Please rescale the records below by copying every line of them in full and multiplying each coordinate in the answers by 2.1, rounded to the nearest whole number with halves rounded up. Leave out the picture lines.

== DATASET ROWS

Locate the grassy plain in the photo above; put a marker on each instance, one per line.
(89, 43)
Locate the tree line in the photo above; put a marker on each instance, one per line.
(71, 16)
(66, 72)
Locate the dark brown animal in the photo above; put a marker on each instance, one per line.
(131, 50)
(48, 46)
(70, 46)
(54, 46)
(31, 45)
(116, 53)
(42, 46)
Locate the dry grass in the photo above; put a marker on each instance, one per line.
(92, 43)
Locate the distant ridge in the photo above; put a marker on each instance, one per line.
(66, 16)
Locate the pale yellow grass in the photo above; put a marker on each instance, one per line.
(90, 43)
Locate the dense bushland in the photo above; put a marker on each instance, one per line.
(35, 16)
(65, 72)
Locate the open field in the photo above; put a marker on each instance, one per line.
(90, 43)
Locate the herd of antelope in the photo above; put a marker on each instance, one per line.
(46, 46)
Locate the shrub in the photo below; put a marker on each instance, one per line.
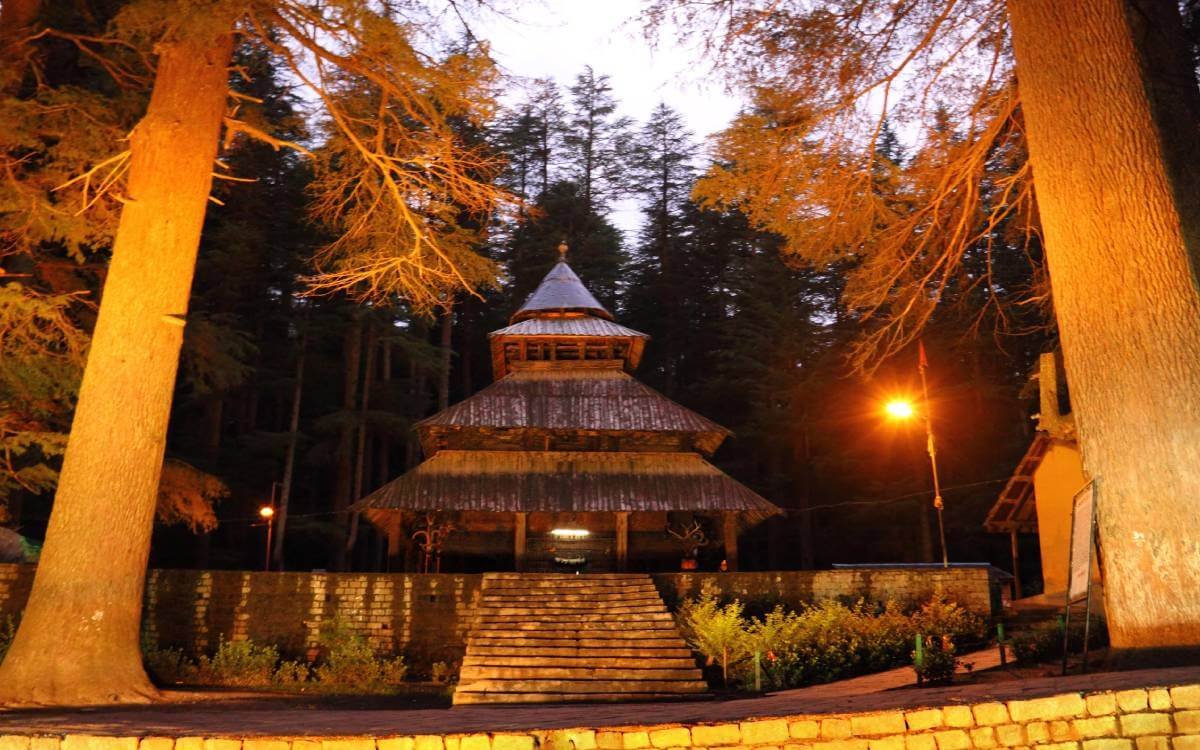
(239, 663)
(939, 661)
(167, 666)
(821, 642)
(7, 633)
(1043, 641)
(717, 631)
(349, 661)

====

* FINISHED TASK
Locate the grassy plain in the photo above; put a marker on each instance, one per line.
(187, 90)
Locate the tree line in the photo above; put a marker on each instance, one per line.
(149, 34)
(139, 151)
Locate the dark brown animal in the photo above; put a marker on each instance, one per line.
(275, 105)
(101, 97)
(147, 97)
(113, 97)
(65, 95)
(244, 111)
(88, 97)
Locate the dry grass in the photo above; put a marker on each instance, one per line.
(193, 90)
Locate the distant ridge in the photo above; put a marker on each instance, one per line.
(139, 34)
Locate the pale yellow grass in the photo above; put a marker on each instance, one per line.
(189, 90)
Locate the dense bushland in the photo above; put a marker on each instance, one per line.
(74, 34)
(137, 151)
Locate the open field in the photo above; put a marker on each instance, one per line.
(189, 90)
Locate the herd of antelope in the photo above; put a marker on each instance, one per line.
(97, 97)
Locate the shrub in the photo below; put a marker on each instance, one per line.
(502, 1392)
(1972, 1388)
(351, 1399)
(1724, 1348)
(15, 1329)
(2190, 1346)
(1506, 1325)
(733, 1388)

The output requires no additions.